From 1941 to 1957, I attended Catholic schools and was taught by religious nuns and brothers, and occasionally by priests. During this educational period with seven years spent living in religious community devoted to monastic training and practice, and an additional eight years of serving as a religious teaching brother,  I was never sexually abused by a religious person, nor did I know or talk with anyone who had been. Whether this fact disqualifies me from writing about the cover-up of clerical sexual abuse of children, or discounts what I write, I leave to the judgment of others. (Good Friday 2010)

 “Nobody nowhere, has confronted this crisis that belongs to all of society,

in all cultures, in every religion and organization around.

Nobody has confronted it better than the Catholic Church”

• • • •

▸ GIVEN EXERCISE 1
According to the passage on Catholic schooling, during which years did the writer attend Catholic schools?
▸ GIVEN EXERCISE 2
Quote the passage on Catholic schooling word for word, starting at "From 1941 to" and ending at "(Good Friday 2010)".
▸ GIVEN EXERCISE 3
Write what comes next in the passage on Catholic schooling, picking up after its final sentence.
The records come from a different source than the passage.

• • • •

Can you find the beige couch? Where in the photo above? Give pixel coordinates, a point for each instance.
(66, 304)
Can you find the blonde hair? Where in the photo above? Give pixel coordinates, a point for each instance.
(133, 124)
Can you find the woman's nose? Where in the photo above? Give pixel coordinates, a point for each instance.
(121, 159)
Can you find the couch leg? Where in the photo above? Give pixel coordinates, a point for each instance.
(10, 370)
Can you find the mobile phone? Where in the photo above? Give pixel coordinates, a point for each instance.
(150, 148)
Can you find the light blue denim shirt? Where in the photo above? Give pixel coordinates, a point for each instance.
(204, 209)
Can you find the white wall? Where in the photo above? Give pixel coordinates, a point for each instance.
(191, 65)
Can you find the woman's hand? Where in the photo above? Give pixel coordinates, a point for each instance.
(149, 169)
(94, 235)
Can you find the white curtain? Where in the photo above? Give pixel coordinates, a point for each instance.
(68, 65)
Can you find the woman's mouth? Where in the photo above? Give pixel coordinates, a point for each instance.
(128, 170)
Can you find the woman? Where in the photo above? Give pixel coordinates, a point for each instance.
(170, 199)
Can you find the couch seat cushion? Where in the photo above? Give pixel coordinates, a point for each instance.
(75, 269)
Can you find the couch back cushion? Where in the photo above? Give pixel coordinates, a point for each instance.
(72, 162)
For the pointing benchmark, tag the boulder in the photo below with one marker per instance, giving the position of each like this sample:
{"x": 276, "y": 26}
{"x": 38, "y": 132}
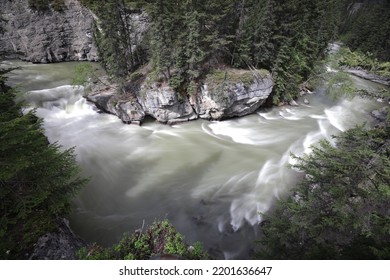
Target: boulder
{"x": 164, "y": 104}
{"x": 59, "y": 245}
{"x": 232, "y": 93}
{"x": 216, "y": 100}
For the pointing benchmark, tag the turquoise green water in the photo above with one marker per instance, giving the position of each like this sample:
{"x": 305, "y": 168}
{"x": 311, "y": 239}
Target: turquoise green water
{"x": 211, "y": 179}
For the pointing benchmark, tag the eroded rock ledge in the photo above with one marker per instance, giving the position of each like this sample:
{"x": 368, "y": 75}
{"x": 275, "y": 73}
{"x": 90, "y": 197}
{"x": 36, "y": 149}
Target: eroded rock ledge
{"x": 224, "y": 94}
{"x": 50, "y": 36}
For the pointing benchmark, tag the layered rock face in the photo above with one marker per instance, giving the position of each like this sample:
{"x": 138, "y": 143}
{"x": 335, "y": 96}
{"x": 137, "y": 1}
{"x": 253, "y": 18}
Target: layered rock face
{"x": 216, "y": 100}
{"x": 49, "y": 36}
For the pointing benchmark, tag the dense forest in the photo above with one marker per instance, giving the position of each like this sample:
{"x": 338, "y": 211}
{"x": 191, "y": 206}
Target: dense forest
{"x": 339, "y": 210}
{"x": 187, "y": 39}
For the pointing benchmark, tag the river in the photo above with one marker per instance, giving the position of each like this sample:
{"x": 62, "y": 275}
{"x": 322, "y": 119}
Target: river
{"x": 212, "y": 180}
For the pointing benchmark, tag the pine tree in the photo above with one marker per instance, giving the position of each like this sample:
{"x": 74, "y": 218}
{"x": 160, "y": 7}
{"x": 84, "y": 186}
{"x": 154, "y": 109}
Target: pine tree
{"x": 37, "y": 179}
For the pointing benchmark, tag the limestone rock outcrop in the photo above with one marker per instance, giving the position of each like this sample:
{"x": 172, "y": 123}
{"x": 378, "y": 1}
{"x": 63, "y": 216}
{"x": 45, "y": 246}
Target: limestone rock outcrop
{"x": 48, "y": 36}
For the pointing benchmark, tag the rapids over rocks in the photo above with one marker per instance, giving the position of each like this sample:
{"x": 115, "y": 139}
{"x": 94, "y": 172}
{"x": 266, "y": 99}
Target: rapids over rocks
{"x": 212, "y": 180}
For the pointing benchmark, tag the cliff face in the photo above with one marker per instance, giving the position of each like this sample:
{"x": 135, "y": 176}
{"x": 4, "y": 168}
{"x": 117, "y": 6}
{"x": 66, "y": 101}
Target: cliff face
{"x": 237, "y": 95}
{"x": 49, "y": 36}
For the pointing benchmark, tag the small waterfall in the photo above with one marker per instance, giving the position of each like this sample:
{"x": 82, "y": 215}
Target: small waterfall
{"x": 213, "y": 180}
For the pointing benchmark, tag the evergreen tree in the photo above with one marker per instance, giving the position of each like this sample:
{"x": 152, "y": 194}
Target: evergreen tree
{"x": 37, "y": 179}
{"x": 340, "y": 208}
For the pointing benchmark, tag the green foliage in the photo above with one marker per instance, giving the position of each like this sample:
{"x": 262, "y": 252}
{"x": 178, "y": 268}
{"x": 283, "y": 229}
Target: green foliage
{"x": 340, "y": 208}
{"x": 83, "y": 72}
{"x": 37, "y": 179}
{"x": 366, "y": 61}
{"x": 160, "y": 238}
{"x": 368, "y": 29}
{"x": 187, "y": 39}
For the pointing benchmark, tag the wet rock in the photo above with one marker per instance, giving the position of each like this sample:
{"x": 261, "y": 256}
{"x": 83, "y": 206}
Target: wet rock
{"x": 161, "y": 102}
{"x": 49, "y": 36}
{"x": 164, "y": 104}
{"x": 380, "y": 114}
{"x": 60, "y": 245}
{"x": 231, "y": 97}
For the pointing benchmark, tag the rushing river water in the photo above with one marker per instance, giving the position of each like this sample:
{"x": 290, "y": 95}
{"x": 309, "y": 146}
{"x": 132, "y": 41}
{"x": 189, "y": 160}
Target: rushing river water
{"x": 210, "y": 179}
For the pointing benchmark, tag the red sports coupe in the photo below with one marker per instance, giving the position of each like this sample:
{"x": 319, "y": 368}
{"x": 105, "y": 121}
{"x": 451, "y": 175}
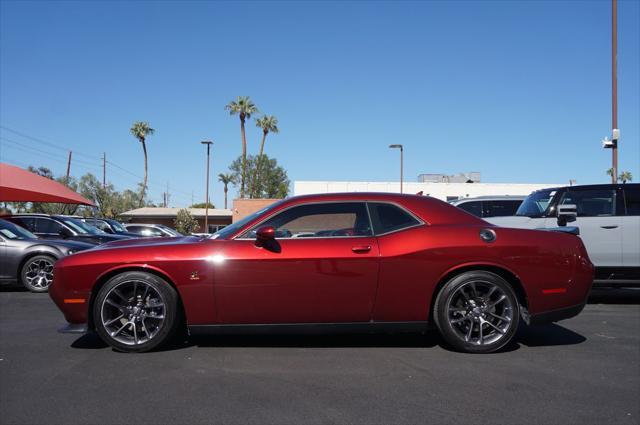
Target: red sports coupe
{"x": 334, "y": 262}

• • • •

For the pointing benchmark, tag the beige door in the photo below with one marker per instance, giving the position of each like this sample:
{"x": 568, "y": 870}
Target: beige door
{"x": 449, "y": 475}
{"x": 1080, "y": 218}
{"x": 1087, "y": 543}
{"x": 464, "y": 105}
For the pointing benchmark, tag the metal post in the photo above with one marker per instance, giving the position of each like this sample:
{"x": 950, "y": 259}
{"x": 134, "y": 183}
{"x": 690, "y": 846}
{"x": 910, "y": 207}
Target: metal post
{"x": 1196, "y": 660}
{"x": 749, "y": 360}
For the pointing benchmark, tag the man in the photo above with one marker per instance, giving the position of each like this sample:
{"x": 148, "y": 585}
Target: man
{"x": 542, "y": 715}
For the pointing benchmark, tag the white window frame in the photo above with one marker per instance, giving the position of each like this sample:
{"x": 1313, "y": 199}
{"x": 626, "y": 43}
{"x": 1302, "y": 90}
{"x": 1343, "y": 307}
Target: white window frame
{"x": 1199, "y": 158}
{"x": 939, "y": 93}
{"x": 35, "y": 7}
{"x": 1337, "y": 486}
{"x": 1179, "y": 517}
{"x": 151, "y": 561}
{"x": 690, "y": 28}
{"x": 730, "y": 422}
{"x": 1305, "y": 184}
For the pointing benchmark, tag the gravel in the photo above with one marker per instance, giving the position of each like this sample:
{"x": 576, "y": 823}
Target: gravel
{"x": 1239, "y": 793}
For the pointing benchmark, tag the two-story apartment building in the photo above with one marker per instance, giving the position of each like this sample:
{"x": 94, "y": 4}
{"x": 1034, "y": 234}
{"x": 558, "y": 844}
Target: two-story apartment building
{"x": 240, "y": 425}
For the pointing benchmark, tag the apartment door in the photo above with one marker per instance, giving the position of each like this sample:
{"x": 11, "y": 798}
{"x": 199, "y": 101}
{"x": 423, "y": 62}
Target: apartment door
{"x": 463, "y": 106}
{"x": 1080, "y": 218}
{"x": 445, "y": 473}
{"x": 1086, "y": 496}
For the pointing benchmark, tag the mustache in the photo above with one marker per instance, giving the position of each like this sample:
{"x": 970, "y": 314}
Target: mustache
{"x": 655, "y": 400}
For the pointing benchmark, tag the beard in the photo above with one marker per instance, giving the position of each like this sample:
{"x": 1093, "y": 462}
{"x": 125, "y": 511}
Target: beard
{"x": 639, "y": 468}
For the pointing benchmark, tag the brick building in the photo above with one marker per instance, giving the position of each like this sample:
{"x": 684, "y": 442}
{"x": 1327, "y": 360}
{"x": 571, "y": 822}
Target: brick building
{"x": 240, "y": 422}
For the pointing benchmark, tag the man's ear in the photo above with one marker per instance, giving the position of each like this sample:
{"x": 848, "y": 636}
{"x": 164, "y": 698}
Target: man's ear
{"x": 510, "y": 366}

• • • •

▸ EXPECTED ANSWER 1
From 1941 to 1957.

▸ EXPECTED ANSWER 2
From 1941 to 1957, I attended Catholic schools and was taught by religious nuns and brothers, and occasionally by priests. During this educational period with seven years spent living in religious community devoted to monastic training and practice, and an additional eight years of serving as a religious teaching brother,  I was never sexually abused by a religious person, nor did I know or talk with anyone who had been. Whether this fact disqualifies me from writing about the cover-up of clerical sexual abuse of children, or discounts what I write, I leave to the judgment of others. (Good Friday 2010)

▸ EXPECTED ANSWER 3
– Archbishop Timothy Dolan, Easter 2010

I don’t know what’s worse for me: reading these delusional and self-serving  words of the New York Archbishop at his Easter press conference, or watching him deliver them on YouTube while dressed in exquisite gold-threaded religious medieval robes, wearing a gold and white mitre, a headdress reminiscent of the nobility of the 4th Century,  and grasping with his left hand a golden crozier, a 13th Century religious symbol of a shepherd’s crook used in caring for his flock.

However, the archbishop is right about the magnitude of child sex abuse in our country. Consider these recent U.S. statistics:  “an estimated 39 million survivors of childhood sexual abuse exist in America today. 30-40% of victims are abused by a family member.  Another 50% are abused by someone outside of the family whom they know and trust. Approximately 40% are abused by older or larger children whom they know. The median age for reported abuse is 9 years old.  More than 20% of children are sexually abused before the age of 8.  Nearly 50% of all victims of forcible sodomy, sexual assault with an object, and forcible fondling are children under 12”.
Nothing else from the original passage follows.